--- BEGIN Material to process ---
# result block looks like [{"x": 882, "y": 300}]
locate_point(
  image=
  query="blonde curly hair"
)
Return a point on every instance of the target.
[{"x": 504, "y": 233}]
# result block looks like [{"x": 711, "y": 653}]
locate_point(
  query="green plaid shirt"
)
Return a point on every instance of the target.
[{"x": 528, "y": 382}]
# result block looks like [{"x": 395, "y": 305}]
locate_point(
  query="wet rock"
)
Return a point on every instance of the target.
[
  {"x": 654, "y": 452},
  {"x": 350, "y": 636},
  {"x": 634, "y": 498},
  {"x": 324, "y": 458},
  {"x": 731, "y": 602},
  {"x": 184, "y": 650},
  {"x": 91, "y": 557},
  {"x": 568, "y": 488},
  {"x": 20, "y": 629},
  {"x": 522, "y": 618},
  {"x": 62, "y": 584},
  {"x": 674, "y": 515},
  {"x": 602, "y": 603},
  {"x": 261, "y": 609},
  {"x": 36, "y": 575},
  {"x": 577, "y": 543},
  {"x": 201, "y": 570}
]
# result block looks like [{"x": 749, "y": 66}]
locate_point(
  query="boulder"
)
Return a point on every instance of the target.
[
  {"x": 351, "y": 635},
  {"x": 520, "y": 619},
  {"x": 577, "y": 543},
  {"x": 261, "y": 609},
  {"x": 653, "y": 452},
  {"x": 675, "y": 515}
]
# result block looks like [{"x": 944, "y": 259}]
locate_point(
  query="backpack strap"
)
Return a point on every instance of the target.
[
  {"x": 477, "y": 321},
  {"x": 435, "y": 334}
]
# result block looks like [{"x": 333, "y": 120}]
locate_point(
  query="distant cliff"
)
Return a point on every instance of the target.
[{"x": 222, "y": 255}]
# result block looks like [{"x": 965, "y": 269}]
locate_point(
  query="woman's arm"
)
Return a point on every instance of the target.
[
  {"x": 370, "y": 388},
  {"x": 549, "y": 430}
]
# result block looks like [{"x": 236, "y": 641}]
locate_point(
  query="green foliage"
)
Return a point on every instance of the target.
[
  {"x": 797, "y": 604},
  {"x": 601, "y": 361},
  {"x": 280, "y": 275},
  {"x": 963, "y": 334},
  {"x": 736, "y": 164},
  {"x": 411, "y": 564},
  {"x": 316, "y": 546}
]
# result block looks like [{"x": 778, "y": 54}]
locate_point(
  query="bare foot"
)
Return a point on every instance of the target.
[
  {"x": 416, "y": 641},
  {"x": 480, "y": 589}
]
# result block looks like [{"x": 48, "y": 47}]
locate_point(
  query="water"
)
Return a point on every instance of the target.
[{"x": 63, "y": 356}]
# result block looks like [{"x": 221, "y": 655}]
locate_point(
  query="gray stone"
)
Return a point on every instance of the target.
--- END Material to process ---
Instruction ->
Extract each line of the rows above that contains the string "like", copying the lines in their original order.

Task output ->
# result block looks like [{"x": 882, "y": 300}]
# result block looks like [{"x": 711, "y": 653}]
# result block looks like [{"x": 395, "y": 305}]
# result block looks like [{"x": 749, "y": 66}]
# result block looks like [{"x": 944, "y": 259}]
# result block looks like [{"x": 333, "y": 120}]
# result block looks like [{"x": 965, "y": 269}]
# result block looks like [{"x": 236, "y": 641}]
# result block looks like [{"x": 778, "y": 54}]
# result block looks like [{"x": 48, "y": 47}]
# result block looks like [{"x": 221, "y": 655}]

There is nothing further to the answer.